[[ INFORMATION SUPPLIED, beginning ]]

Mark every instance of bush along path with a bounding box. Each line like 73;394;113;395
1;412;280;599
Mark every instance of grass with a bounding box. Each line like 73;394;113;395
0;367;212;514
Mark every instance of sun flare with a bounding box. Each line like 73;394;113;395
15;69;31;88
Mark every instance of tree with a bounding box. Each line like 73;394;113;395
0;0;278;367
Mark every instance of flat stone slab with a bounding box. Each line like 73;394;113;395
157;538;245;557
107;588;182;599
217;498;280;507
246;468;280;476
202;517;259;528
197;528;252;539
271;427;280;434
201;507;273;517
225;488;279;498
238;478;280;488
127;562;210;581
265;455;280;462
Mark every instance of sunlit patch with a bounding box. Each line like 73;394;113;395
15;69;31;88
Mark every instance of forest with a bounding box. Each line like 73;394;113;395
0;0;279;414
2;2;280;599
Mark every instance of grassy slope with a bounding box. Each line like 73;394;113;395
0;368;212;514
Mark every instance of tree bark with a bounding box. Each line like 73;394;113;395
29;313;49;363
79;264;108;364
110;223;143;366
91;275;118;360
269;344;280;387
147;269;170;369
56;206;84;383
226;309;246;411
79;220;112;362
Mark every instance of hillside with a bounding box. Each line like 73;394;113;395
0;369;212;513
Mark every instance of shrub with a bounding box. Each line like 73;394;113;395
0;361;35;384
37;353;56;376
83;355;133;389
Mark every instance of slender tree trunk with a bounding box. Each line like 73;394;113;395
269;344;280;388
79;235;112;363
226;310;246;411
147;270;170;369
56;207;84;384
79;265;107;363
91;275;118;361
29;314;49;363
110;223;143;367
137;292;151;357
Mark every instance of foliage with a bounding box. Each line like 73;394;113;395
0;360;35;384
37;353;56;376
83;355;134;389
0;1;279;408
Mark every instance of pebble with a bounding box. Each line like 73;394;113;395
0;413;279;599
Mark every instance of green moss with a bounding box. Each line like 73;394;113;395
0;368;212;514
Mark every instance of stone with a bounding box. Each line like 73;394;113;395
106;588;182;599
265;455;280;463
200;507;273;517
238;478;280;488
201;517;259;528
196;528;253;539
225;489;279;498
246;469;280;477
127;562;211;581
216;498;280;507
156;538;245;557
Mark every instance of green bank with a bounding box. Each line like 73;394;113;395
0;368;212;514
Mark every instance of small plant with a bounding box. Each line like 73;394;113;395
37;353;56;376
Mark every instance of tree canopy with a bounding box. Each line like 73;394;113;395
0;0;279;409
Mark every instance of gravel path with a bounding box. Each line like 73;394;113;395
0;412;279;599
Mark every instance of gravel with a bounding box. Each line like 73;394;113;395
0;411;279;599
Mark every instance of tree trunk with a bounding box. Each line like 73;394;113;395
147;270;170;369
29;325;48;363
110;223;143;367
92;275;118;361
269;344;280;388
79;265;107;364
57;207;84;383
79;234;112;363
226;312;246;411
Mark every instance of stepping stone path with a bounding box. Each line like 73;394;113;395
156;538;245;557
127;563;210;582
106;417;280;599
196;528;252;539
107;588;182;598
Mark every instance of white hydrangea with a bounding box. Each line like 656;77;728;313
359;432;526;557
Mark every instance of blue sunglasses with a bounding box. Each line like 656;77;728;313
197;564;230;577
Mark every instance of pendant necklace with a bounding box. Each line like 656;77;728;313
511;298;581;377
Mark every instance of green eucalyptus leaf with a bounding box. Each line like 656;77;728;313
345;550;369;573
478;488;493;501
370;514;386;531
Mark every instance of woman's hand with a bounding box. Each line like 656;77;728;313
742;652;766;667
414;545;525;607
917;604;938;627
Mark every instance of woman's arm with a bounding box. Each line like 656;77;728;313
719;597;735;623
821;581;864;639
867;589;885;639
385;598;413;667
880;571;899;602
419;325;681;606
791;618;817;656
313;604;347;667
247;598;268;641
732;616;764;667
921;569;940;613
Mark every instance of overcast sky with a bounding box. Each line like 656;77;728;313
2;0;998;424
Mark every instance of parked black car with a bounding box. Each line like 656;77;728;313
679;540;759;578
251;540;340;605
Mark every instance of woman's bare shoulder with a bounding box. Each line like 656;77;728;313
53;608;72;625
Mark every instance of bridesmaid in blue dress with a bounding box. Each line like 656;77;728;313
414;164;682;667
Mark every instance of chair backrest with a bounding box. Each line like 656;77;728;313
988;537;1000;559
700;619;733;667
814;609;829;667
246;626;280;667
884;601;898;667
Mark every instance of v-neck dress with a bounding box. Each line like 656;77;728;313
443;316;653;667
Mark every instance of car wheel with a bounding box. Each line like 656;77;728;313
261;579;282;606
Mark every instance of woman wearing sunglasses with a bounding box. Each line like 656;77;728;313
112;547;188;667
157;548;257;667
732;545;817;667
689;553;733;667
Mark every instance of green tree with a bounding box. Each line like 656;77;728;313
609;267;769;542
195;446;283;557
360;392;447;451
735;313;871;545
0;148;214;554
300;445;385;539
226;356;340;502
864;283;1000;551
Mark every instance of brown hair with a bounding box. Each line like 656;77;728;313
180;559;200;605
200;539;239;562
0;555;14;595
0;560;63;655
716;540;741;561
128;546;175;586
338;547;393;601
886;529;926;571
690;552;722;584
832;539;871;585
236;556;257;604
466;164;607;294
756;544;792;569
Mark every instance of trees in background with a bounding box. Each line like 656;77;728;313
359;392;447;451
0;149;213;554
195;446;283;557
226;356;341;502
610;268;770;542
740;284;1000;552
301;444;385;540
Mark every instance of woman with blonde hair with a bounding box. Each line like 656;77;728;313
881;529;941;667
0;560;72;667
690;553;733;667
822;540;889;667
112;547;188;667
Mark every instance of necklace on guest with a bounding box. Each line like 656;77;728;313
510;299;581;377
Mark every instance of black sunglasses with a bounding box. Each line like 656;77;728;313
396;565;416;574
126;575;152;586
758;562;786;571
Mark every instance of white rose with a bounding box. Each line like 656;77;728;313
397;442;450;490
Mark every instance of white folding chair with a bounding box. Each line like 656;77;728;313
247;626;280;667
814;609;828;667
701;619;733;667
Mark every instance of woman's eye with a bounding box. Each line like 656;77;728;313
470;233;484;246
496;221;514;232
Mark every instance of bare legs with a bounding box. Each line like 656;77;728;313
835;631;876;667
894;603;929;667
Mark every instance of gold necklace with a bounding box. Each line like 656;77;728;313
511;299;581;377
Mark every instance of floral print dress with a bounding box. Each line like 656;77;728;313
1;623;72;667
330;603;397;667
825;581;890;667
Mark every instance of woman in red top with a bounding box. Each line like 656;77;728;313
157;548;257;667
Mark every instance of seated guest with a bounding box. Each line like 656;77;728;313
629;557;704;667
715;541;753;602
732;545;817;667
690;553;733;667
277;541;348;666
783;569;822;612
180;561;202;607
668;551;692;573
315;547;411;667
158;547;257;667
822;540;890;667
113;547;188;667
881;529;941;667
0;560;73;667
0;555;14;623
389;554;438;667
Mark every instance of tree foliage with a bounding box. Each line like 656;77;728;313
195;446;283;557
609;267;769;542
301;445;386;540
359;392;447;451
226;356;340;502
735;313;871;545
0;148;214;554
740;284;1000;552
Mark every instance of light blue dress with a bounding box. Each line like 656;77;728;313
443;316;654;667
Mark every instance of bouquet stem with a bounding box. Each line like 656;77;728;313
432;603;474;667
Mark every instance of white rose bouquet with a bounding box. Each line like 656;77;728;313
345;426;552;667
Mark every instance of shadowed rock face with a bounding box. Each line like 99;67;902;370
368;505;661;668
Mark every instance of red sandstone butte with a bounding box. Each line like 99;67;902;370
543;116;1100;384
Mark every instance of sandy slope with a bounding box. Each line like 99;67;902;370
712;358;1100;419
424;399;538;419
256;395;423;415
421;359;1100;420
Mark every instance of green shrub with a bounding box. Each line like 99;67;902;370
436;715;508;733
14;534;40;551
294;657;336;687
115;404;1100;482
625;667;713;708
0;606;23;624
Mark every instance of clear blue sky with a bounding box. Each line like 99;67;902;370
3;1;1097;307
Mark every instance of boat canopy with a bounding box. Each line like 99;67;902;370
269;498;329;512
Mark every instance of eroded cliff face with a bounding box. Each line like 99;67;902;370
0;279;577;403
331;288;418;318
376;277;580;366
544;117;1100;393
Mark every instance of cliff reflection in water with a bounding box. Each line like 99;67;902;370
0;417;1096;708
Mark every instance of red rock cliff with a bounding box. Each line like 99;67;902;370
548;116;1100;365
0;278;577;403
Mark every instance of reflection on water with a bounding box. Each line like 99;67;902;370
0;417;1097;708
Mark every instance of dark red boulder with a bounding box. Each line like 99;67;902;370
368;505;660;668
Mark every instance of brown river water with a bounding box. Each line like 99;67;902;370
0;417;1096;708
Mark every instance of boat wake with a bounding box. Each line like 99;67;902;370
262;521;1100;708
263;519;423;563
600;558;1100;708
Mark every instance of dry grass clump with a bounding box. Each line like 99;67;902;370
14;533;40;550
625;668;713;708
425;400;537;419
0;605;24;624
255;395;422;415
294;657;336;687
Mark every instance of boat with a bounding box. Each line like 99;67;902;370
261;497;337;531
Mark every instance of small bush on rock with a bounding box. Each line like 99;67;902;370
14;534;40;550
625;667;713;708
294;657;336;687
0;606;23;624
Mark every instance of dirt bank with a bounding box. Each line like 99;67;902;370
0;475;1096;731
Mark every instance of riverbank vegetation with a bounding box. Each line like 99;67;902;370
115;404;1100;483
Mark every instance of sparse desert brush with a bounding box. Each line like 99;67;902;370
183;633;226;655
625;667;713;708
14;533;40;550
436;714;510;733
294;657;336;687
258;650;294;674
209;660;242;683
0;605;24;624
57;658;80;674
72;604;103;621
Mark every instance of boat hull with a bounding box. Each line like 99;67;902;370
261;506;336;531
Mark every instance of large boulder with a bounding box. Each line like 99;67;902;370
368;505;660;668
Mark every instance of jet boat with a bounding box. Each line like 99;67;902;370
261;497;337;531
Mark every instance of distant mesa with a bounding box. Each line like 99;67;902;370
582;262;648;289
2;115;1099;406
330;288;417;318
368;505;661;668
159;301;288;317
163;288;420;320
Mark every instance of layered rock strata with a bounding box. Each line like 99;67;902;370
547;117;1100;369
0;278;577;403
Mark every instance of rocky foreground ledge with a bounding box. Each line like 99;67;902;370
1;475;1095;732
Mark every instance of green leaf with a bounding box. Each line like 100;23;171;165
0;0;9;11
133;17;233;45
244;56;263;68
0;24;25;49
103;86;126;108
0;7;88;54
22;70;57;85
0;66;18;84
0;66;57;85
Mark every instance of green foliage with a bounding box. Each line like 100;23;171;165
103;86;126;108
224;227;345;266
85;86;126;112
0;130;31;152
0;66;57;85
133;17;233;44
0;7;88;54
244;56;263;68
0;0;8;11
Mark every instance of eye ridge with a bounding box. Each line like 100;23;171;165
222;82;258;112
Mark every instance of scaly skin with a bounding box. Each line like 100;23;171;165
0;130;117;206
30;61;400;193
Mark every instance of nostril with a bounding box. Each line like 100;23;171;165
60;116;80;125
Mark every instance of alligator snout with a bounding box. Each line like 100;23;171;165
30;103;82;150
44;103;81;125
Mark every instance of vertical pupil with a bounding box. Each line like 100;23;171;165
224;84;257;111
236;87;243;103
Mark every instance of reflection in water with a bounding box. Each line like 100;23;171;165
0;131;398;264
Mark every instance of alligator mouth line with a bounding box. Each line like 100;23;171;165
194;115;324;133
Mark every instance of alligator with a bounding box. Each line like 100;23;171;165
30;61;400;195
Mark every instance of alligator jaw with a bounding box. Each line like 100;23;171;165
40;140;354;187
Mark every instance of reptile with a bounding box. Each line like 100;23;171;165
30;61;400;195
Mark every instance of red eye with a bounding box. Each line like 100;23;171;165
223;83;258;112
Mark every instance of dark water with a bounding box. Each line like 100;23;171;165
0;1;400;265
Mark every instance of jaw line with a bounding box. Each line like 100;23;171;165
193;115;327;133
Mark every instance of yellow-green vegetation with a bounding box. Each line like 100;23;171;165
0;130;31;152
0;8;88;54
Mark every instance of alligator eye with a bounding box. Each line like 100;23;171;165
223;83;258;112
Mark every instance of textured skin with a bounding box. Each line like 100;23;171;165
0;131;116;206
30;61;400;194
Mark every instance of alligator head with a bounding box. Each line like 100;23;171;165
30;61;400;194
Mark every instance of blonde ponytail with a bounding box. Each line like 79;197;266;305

[[ INFORMATION SUPPLIED, end ]]

WORK REQUIRED:
Set each line down exactly, beginning at the one containing "Mark every instance of jaw" and ending at the last line of the material above.

FINISHED EXERCISE:
Mark every instance of jaw line with a bounding box. Each line like 100;23;171;165
193;115;327;133
Mark every instance of yellow-green vegetation with a bounding box. Each line like 100;23;171;165
0;130;31;152
0;8;88;54
Mark every instance of alligator eye with a bounding box. Each line like 100;23;171;165
223;83;258;112
Mark every instance of textured skin with a bounding box. Each line like 100;23;171;165
0;131;116;206
30;61;400;194
Mark every instance of alligator head with a bounding box. Each line like 100;23;171;165
30;61;400;194
Mark every instance of blonde ponytail with a bounding box. Each line like 79;197;266;305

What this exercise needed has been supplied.